PAGE:
# Commissioned Turnings



## BernieW (Sep 12, 2006)

Figured I would post some turnings since it has been reall quiet. I had a lady that saw one of my pyrography Meadowlarks at the Art Gallery and wondered if I could make her 3 pictures. She said she had the pictures and that she wanted them colored just like the pictures but wanted the outline burned. Anyway here is a sunflower, a meadowlark and a cardinal. These are colored with double ended pens I get from Hobby Lobby or Michaels. They didn't turn out half bad and she didn't balk at $115 for the two that were 12 1/2" plus $85 for the 10 1/2" cardinal. I thought they came out pretty well. I showed the profile and back of the sunflower which the others are the same.


----------



## N'awlins77 (Feb 25, 2011)

Bernie, those are awesome looking!!


----------



## BernieW (Sep 12, 2006)

Thanks Lee.


----------



## CanuckGal (Nov 26, 2008)

WOW! It's easy to see why your work is in demand Bernie.


----------



## jlord (Nov 16, 2009)

Hi Bernie,
Very nice. What method did you use to put her image on the turnings? Or do you do it freehand?


----------



## BernieW (Sep 12, 2006)

Thanks Deb and James. James I freehand some and the more complicated ones I use saral paper (kinda like carbon paper) and trace it on which is perfectly acceptable in Pyrography. I have always loved drawing brids so they are fairly easy for me to do from a picture. I am hoping after June we will be home enough that I can start burning more complicated pictures.


----------



## jlord (Nov 16, 2009)

Thanks Bernie, That's really nice work.

TASK LIST:
- A) Set down the part of the turnings thread that begins at the words "Thanks Deb and" and stops after "more complicated pictures.", copied word for word.
- B) Please take the turnings thread further, starting after its last post.

ENTRIES SHOWN:
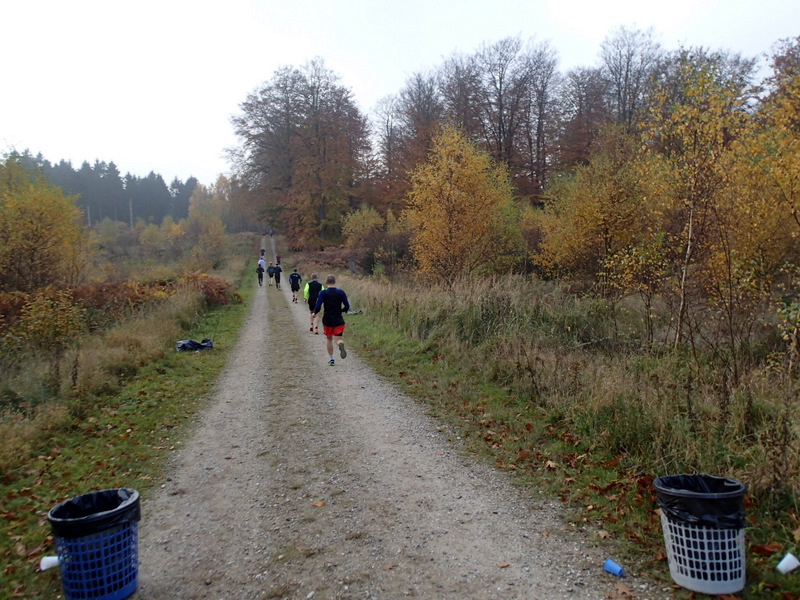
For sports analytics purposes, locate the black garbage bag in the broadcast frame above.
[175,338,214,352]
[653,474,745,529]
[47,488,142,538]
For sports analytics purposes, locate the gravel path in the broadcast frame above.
==
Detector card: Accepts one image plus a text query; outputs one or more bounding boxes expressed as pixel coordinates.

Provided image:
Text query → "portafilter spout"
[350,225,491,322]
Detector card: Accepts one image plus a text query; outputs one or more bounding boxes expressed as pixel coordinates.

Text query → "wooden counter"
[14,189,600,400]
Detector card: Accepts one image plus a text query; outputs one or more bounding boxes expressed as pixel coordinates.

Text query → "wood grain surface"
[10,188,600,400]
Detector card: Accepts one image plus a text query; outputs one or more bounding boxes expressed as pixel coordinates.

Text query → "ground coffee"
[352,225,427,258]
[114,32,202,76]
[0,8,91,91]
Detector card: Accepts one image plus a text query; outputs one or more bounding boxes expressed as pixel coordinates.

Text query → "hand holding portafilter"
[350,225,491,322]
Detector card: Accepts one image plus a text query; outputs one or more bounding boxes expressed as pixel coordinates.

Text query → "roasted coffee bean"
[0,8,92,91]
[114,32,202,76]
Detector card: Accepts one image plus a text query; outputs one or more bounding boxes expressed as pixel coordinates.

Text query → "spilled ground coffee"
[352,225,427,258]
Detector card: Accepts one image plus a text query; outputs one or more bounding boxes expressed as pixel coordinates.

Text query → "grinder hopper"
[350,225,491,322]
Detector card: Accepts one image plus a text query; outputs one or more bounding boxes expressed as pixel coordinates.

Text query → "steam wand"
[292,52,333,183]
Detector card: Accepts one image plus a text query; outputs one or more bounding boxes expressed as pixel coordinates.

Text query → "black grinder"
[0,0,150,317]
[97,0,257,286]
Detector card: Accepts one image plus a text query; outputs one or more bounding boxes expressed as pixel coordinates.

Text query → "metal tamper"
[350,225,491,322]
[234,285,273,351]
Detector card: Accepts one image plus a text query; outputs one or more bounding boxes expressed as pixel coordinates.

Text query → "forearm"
* * *
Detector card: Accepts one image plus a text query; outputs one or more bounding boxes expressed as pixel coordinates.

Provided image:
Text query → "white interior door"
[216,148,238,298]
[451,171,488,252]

ANSWERS TO THE PROBLEMS:
- A)
Thanks Deb and James. James I freehand some and the more complicated ones I use saral paper (kinda like carbon paper) and trace it on which is perfectly acceptable in Pyrography. I have always loved drawing brids so they are fairly easy for me to do from a picture. I am hoping after June we will be home enough that I can start burning more complicated pictures.

- B)
----------



## harrysin (Jan 15, 2007)

Amazing work Bernie. I doubt that you now have time for the clock repair business.


----------



## BernieW (Sep 12, 2006)

Thanks Harry. Yep clockwork is now starting to interfer with my turning.:lol: So far I have did fairly well balancing both.


----------



## Maurice (Sep 24, 2004)

Excellent work Bernie, you have outdone yourself again.
Is that soft or hard maple? I have some soft maple that comes out quite pale, almost white. Yours seems to have a more grayish tint.


----------



## BernieW (Sep 12, 2006)

Thanks Maurice. It is a soft maple and is almost white until the finish is applied. It is nice turning it. Actually it is 12" wide and is 6/4 thick. I just got some 15" by 8/4.


----------



## TwoSkies57 (Feb 23, 2009)

As usual Bernie, you continue to turn out some very impressive work!!


----------



## AxlMyk (Jun 13, 2006)

Those are nice Bernie. Maybe one day I'll attempt something like those.
Don't anyone hold their breath though.


----------



## BernieW (Sep 12, 2006)

Thanks Bill and Mike. Those were a lot of fun to make. When I get back from our trip I have a commission for 3 my by another lady.


----------



## Smokey7385 (Jun 28, 2011)

Beautiful work Bernie. Gotta love the Kansas theme.


----------



## BernieW (Sep 12, 2006)

Rusty thanks. We are finally headed home from our month long vacation in Washington, North Carolina. I have 5 big boxes of wood to get started on when I get home. Also ready to sleep in my own bed. LOL Was nice spending time with my sister and going to my niece's graduation from high school but the old bed will feel good.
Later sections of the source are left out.